_EXCERPTED DATA_
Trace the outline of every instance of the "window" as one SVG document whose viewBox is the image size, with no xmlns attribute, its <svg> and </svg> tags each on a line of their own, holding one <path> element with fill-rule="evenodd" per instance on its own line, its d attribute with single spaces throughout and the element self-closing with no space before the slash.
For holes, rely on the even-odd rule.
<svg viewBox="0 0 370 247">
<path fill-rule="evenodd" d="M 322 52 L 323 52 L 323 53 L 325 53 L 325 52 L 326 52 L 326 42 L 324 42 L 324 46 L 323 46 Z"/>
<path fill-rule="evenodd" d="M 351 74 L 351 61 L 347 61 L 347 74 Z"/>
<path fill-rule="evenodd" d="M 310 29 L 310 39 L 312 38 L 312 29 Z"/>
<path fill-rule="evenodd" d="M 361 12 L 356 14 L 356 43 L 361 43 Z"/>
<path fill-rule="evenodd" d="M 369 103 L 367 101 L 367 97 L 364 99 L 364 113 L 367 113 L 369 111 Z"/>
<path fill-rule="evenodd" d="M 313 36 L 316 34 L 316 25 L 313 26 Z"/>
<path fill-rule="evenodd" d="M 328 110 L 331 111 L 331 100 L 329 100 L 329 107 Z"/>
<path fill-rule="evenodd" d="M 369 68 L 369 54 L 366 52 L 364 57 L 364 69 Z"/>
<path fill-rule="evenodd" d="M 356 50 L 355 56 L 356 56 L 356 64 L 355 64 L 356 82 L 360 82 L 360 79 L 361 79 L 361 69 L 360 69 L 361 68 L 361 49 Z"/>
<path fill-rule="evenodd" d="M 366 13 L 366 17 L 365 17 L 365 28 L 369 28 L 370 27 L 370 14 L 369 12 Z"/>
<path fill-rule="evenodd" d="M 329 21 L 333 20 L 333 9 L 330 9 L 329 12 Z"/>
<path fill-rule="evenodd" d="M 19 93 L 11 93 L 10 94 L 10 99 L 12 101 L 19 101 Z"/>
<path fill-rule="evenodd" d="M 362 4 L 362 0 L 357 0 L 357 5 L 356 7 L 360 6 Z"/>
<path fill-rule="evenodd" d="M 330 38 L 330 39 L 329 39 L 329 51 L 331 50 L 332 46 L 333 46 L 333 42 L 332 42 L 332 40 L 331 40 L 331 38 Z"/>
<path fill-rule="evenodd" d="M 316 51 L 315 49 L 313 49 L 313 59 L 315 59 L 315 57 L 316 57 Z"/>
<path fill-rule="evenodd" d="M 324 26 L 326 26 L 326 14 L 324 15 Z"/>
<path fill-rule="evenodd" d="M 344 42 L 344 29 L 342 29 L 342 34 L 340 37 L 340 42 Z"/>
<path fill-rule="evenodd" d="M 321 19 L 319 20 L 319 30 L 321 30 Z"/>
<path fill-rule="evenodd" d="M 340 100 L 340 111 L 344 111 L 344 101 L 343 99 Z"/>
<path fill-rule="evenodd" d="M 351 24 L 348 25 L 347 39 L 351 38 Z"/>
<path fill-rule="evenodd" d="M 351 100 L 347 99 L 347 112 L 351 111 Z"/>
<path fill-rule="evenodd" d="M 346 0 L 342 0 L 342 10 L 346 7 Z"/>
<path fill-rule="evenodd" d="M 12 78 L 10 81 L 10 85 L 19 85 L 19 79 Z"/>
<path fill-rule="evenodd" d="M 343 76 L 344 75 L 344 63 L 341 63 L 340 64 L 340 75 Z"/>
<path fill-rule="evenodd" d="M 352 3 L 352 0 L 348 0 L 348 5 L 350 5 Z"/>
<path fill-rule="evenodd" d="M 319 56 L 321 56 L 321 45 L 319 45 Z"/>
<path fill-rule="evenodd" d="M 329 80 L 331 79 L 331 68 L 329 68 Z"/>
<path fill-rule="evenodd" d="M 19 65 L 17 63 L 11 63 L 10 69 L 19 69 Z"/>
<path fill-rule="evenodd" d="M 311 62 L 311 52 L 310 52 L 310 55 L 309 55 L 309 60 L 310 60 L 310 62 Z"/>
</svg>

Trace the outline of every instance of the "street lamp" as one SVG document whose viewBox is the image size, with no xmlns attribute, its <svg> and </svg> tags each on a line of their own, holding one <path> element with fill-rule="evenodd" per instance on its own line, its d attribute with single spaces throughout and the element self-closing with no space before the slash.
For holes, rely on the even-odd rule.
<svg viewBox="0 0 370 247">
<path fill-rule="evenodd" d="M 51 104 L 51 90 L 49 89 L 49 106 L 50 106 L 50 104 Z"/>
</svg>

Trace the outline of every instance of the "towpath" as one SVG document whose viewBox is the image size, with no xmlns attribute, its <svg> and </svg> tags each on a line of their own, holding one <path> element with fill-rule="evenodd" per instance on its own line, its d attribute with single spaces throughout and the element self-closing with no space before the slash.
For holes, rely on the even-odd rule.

_TO DO_
The records above should be duplicated in full, exactly as given.

_ANSWER FOR THE TASK_
Trace the outline of every instance of the "window" as one SVG document whose viewBox is the image size, with no xmlns attribute, its <svg> and </svg> tags each on a line of their own, holding one <path> element with fill-rule="evenodd" per instance on its own line, its d attribute with single spaces throughout and the element self-closing with no space before the slash.
For holes, rely on the even-odd rule.
<svg viewBox="0 0 370 247">
<path fill-rule="evenodd" d="M 322 52 L 323 52 L 323 53 L 325 53 L 325 52 L 326 52 L 326 42 L 324 42 L 324 46 L 323 46 Z"/>
<path fill-rule="evenodd" d="M 351 74 L 351 61 L 347 61 L 347 74 Z"/>
<path fill-rule="evenodd" d="M 310 29 L 310 39 L 312 38 L 312 29 Z"/>
<path fill-rule="evenodd" d="M 361 12 L 356 14 L 356 43 L 361 43 Z"/>
<path fill-rule="evenodd" d="M 369 103 L 367 101 L 367 97 L 364 99 L 364 113 L 367 113 L 369 111 Z"/>
<path fill-rule="evenodd" d="M 313 36 L 316 34 L 316 25 L 313 26 Z"/>
<path fill-rule="evenodd" d="M 328 110 L 331 111 L 331 100 L 329 100 L 329 107 Z"/>
<path fill-rule="evenodd" d="M 369 68 L 369 54 L 366 52 L 364 57 L 364 69 Z"/>
<path fill-rule="evenodd" d="M 356 50 L 355 56 L 356 56 L 356 64 L 355 64 L 356 82 L 360 82 L 360 79 L 361 79 L 361 69 L 360 69 L 361 68 L 361 49 Z"/>
<path fill-rule="evenodd" d="M 366 13 L 366 17 L 365 17 L 365 28 L 369 28 L 370 27 L 370 14 L 369 12 Z"/>
<path fill-rule="evenodd" d="M 329 21 L 333 20 L 333 9 L 330 9 L 329 12 Z"/>
<path fill-rule="evenodd" d="M 19 93 L 11 93 L 10 94 L 10 99 L 12 101 L 19 101 Z"/>
<path fill-rule="evenodd" d="M 362 4 L 362 0 L 357 0 L 357 5 L 356 7 L 360 6 Z"/>
<path fill-rule="evenodd" d="M 330 38 L 330 39 L 329 39 L 329 51 L 331 50 L 332 46 L 333 46 L 333 42 L 332 42 L 332 40 L 331 40 L 331 38 Z"/>
<path fill-rule="evenodd" d="M 316 51 L 315 49 L 313 49 L 313 59 L 315 59 L 315 57 L 316 57 Z"/>
<path fill-rule="evenodd" d="M 324 26 L 326 26 L 326 14 L 324 15 Z"/>
<path fill-rule="evenodd" d="M 344 42 L 344 29 L 342 29 L 342 34 L 340 37 L 340 42 Z"/>
<path fill-rule="evenodd" d="M 321 19 L 319 20 L 319 30 L 321 30 Z"/>
<path fill-rule="evenodd" d="M 340 100 L 340 111 L 344 111 L 344 101 L 343 99 Z"/>
<path fill-rule="evenodd" d="M 351 24 L 348 25 L 347 39 L 351 38 Z"/>
<path fill-rule="evenodd" d="M 351 100 L 347 99 L 347 112 L 351 111 Z"/>
<path fill-rule="evenodd" d="M 346 0 L 342 0 L 342 10 L 346 7 Z"/>
<path fill-rule="evenodd" d="M 12 78 L 10 81 L 10 85 L 19 85 L 19 79 Z"/>
<path fill-rule="evenodd" d="M 343 76 L 344 75 L 344 63 L 341 63 L 340 64 L 340 75 Z"/>
<path fill-rule="evenodd" d="M 352 3 L 352 0 L 348 0 L 348 5 L 350 5 Z"/>
<path fill-rule="evenodd" d="M 319 56 L 321 56 L 321 45 L 319 45 Z"/>
<path fill-rule="evenodd" d="M 329 80 L 331 79 L 331 68 L 329 68 Z"/>
<path fill-rule="evenodd" d="M 19 65 L 17 63 L 11 63 L 10 69 L 19 69 Z"/>
<path fill-rule="evenodd" d="M 311 62 L 311 52 L 310 52 L 310 55 L 309 55 L 309 60 L 310 60 L 310 62 Z"/>
</svg>

Trace the outline of every instance of the "street lamp" as one SVG document whose viewBox is the image size, with no xmlns attribute, its <svg> and </svg> tags each on a line of their own, holding one <path> element with fill-rule="evenodd" per instance on its own line, its d attribute with single spaces throughout and the element self-closing with no space before the slash.
For holes, rely on the even-odd rule.
<svg viewBox="0 0 370 247">
<path fill-rule="evenodd" d="M 51 104 L 51 90 L 49 89 L 49 106 L 50 106 L 50 104 Z"/>
</svg>

Trace the outline of every instance of the "towpath" as one SVG document whose viewBox is the image size, with no xmlns attribute, its <svg> and </svg> tags each on a line of their own, holding one <path> element with fill-rule="evenodd" per instance on its own line, its d attribute with single spaces throughout and the element self-closing with no space before the slash.
For holes, rely on the even-odd rule.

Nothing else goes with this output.